INPUT FOR THIS TASK:
• • • • •

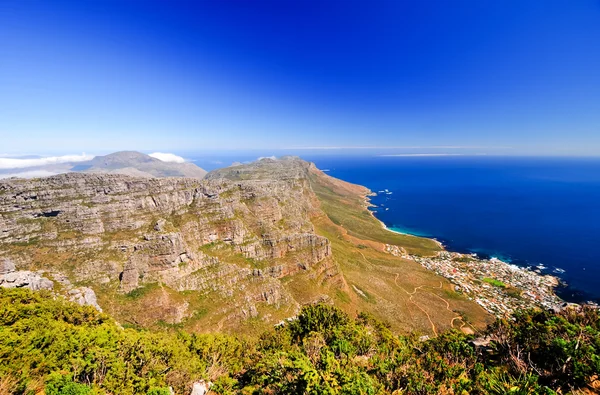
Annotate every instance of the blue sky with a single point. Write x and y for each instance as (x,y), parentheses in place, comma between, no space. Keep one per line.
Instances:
(509,77)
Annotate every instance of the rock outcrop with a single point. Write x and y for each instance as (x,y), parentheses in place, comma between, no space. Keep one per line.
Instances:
(230,236)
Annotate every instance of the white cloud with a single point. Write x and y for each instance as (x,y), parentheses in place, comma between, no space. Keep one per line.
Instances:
(16,163)
(29,174)
(166,157)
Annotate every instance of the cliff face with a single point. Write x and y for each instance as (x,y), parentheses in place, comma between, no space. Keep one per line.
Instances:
(232,240)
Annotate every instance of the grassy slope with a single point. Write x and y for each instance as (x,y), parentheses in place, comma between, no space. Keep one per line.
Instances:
(400,291)
(345,205)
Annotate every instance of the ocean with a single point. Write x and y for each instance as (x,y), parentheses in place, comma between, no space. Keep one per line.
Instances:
(542,213)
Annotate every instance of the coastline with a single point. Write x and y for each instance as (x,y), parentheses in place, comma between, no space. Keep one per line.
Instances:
(497,286)
(384,226)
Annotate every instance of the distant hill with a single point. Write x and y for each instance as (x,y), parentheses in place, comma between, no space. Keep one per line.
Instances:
(136,164)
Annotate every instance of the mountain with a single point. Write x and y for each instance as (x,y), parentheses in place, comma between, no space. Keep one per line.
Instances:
(138,165)
(239,251)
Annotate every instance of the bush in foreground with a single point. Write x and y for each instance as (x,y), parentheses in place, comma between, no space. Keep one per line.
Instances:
(48,343)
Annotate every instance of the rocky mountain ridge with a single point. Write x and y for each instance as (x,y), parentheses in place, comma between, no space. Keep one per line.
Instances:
(213,236)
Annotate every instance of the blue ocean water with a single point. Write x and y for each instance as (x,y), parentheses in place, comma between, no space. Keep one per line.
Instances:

• • • • •

WHAT TO DO: Reproduce the material verbatim, beginning at the line that contains "Annotate every instance of the ocean" and continuing through the end of the material.

TASK RESPONSE:
Annotate every instance of the ocean with a single point. Write x and y for each instance as (x,y), parentheses in place, comma between, no space. Keep one per line.
Instances:
(542,213)
Annotate every instance of the coastline with a single point. Write x and y for each instance as (x,y), parentheses in place, comma between, no space. Keep one per line.
Instances:
(497,286)
(384,226)
Annotate every instance of the distant hill with a single point. Write x and y for each instance as (x,y), parentheses in place, comma between, no space. Keep one per line.
Instances:
(136,164)
Annotate every instance of the mountain with a single point. Write x and y for each instance as (x,y), parentheses in place, comma between, no space. Keep one per line.
Instances:
(138,165)
(239,251)
Annotate every instance of the bush in foreground with a single point. Write x and y for each instance as (x,y), parentheses in place, comma between, no space. Keep one per line.
Instances:
(48,343)
Annotate every instance of the rocky mountain ridge with a single point. Write x and y for each instance as (x,y), parentheses in place, comma between, no space. Keep one per line.
Instances:
(213,236)
Annotate every instance of the blue ocean water with a single point. Write x and y for each instance as (x,y), parentheses in place, comma between, no space. Keep one per line.
Instances:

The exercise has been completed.